▸ PROBLEM REQUIREMENTS: Please reproduce the material below with every "camera-trap survey" replaced by "wildlife monitoring", leaving everything else unchanged.

▸ STORED ROWS:
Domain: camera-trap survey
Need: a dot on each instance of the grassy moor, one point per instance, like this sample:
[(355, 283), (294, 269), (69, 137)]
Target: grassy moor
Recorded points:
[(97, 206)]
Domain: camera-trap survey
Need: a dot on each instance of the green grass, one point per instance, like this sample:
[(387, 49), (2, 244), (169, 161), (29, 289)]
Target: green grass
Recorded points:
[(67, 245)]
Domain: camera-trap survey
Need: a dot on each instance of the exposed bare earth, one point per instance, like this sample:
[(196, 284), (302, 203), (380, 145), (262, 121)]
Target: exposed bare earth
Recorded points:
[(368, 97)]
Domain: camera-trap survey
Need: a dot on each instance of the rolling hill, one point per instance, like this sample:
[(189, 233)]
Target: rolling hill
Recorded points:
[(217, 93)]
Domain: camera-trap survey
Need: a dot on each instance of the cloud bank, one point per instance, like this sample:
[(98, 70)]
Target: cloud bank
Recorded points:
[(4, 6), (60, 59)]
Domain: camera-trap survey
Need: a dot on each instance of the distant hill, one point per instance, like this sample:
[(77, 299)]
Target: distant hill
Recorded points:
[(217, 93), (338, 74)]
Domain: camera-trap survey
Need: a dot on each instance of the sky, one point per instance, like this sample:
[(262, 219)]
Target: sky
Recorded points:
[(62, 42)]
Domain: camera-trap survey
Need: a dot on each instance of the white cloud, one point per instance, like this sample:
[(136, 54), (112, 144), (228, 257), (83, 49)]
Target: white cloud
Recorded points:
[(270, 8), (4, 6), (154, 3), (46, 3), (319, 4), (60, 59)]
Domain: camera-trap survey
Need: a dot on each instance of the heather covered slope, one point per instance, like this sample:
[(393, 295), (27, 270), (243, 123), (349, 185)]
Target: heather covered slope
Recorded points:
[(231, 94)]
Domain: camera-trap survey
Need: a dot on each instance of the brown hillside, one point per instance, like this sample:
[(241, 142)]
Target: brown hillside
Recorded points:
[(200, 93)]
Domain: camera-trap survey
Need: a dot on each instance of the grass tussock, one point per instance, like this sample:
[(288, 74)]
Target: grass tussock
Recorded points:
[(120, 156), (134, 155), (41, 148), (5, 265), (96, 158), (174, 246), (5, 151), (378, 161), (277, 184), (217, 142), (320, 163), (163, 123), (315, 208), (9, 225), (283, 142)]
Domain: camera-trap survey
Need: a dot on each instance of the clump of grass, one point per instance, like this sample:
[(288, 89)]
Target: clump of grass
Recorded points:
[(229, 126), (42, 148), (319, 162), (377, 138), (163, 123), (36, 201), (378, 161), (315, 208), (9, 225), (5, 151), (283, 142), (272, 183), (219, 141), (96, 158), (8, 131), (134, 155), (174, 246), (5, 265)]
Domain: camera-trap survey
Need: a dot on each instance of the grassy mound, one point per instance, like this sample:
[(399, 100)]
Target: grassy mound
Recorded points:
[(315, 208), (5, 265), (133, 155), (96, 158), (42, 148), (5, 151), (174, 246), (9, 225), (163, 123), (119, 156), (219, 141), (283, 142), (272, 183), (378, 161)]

▸ REPLY:
Domain: wildlife monitoring
Need: a dot on each instance of the grassy moor, one point per instance, like this sample:
[(355, 283), (294, 269), (69, 137)]
Target: grassy moor
Recorded points:
[(97, 206)]
Domain: wildlife monitoring
Need: a dot on each instance of the green grass, one point per instance, like this sample:
[(387, 49), (2, 244), (169, 161), (29, 289)]
Target: green grass
Recorded points:
[(67, 245)]
Domain: wildlife monitoring
Need: a dot on each instance of the exposed bare earth, one point per instance, like this sample:
[(196, 284), (302, 203), (380, 145), (262, 121)]
Target: exposed bare earth
Recorded points:
[(368, 97)]
Domain: wildlife monitoring
Need: a dot on each instance of the rolling hill, one point per instance, like this sample:
[(189, 233)]
Target: rolling hill
Recorded points:
[(217, 93)]
Domain: wildlife monitoring
Need: a dot on each instance of the cloud bank, one point per instance, like this sample:
[(98, 70)]
Target: cloud bank
Recorded points:
[(4, 6), (60, 59)]
Domain: wildlife monitoring
Need: a dot on each instance of the distant hill, one point per instance, like this sample:
[(77, 299)]
Target: distant hill
Recorded points:
[(217, 93), (338, 74)]
Domain: wildlife monitoring
Need: a dot on each instance of the sky, one point per instance, like this sample:
[(262, 219)]
Target: sky
Recorded points:
[(62, 42)]
Domain: wildlife monitoring
Need: a dot on each instance of the white cloud, one point per instance, like this sample:
[(136, 54), (112, 144), (228, 257), (83, 49)]
Target: white cloud
Recorded points:
[(270, 8), (4, 6), (154, 3), (46, 3), (319, 4), (60, 59)]
Domain: wildlife monitoring
Need: a dot on each instance of the heather covered slope, one point per instance, like this sample:
[(393, 295), (27, 270), (243, 123), (349, 185)]
Target: heather covered slope
Recorded points:
[(231, 94)]
Domain: wildlife monitoring
Need: a dot on each instance of the brown hillside, one point per instance, like this sample:
[(241, 142)]
Target: brown hillside
Recorded points:
[(200, 93)]
Domain: wildlife monitoring
Need: a dot on each instance of the grass tussock, one point per instance, like this sample:
[(288, 74)]
Target: grass tussock
Recorded points:
[(120, 156), (134, 155), (41, 148), (5, 265), (96, 158), (174, 246), (5, 151), (378, 161), (277, 184), (217, 142), (320, 163), (163, 123), (315, 208), (9, 225), (283, 142)]
Domain: wildlife monitoring
Need: a dot on each instance of the clump of grass, one point per instance, like this sample:
[(288, 89)]
Target: clump of grass
Recorded points:
[(229, 126), (42, 148), (319, 162), (377, 138), (163, 123), (36, 201), (378, 161), (315, 208), (9, 225), (5, 151), (283, 142), (272, 183), (219, 141), (96, 158), (8, 131), (134, 155), (174, 246), (5, 265)]
Domain: wildlife monitoring
Need: a dot on each instance of the grassy mound, one point per instance, like this sample:
[(399, 100)]
Target: grassy mound
Recorded points:
[(315, 208), (5, 265), (133, 155), (96, 158), (42, 148), (5, 151), (174, 246), (9, 225), (163, 123), (119, 156), (219, 141), (283, 142), (272, 183), (378, 161)]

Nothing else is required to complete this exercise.